EXERCISE MATERIALS —
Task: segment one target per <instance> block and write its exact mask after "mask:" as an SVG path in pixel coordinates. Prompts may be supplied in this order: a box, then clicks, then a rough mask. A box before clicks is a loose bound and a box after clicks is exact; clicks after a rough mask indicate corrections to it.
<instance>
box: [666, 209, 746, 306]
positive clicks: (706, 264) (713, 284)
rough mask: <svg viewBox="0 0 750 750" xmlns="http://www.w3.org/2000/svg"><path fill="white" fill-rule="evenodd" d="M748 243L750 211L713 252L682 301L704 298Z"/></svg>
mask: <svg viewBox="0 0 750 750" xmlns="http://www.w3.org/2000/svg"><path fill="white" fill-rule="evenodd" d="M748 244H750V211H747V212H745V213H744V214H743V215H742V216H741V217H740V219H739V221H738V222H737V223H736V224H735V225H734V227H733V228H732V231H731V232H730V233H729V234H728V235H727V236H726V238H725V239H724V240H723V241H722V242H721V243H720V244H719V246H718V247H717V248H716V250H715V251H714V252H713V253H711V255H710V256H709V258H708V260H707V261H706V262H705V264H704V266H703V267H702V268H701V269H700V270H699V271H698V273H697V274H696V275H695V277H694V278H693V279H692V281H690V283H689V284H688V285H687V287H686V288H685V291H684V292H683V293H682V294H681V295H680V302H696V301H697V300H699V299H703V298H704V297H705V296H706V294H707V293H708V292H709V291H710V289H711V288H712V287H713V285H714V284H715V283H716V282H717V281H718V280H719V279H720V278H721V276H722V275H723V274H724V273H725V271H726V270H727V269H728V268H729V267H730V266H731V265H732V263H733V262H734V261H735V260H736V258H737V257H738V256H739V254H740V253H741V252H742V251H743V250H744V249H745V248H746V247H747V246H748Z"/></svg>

WHAT THIS TASK INVOLVES —
Set out the entries above as a Markdown table with two columns, No. and Text. Give each nonblank line its own row with a running number, and omit the blank lines.

RESPONSE BELOW —
| No. | Text |
|---|---|
| 1 | Task: segment one target per <instance> block and write its exact mask after "mask:" as an SVG path in pixel coordinates. Prompts may be supplied in this order: a box, then clicks, then a rough mask. A box before clicks is a loose bound and a box after clicks is exact; clicks after a rough mask indicate corrections to it. |
| 2 | <instance> |
| 3 | box: [666, 209, 746, 306] |
| 4 | positive clicks: (706, 264) (713, 284) |
| 5 | rough mask: <svg viewBox="0 0 750 750" xmlns="http://www.w3.org/2000/svg"><path fill="white" fill-rule="evenodd" d="M748 243L750 211L713 252L682 301L704 298Z"/></svg> |
| 6 | mask: <svg viewBox="0 0 750 750" xmlns="http://www.w3.org/2000/svg"><path fill="white" fill-rule="evenodd" d="M748 244H750V211H747V212H745V213H744V214H743V215H742V216H741V217H740V219H739V221H738V222H737V223H736V224H735V225H734V227H733V228H732V231H731V232H730V233H729V234H728V235H727V236H726V238H725V239H724V240H723V241H722V242H721V243H720V244H719V246H718V247H717V248H716V250H715V251H714V252H713V253H711V255H710V256H709V258H708V260H707V261H706V262H705V264H704V266H703V267H702V268H701V269H700V270H699V271H698V273H697V274H696V275H695V277H694V278H693V279H692V281H690V283H689V284H688V285H687V287H686V288H685V291H684V292H683V293H682V294H681V295H680V302H696V301H697V300H699V299H703V298H704V297H705V296H706V294H707V293H708V292H709V291H710V289H711V288H712V287H713V285H714V284H715V283H716V282H717V281H718V280H719V279H720V278H721V276H722V275H723V274H724V273H725V271H726V270H727V269H728V268H729V267H730V266H731V265H732V263H733V262H734V261H735V260H736V258H737V257H738V256H739V254H740V253H741V252H742V251H743V250H744V249H745V248H746V247H747V246H748Z"/></svg> |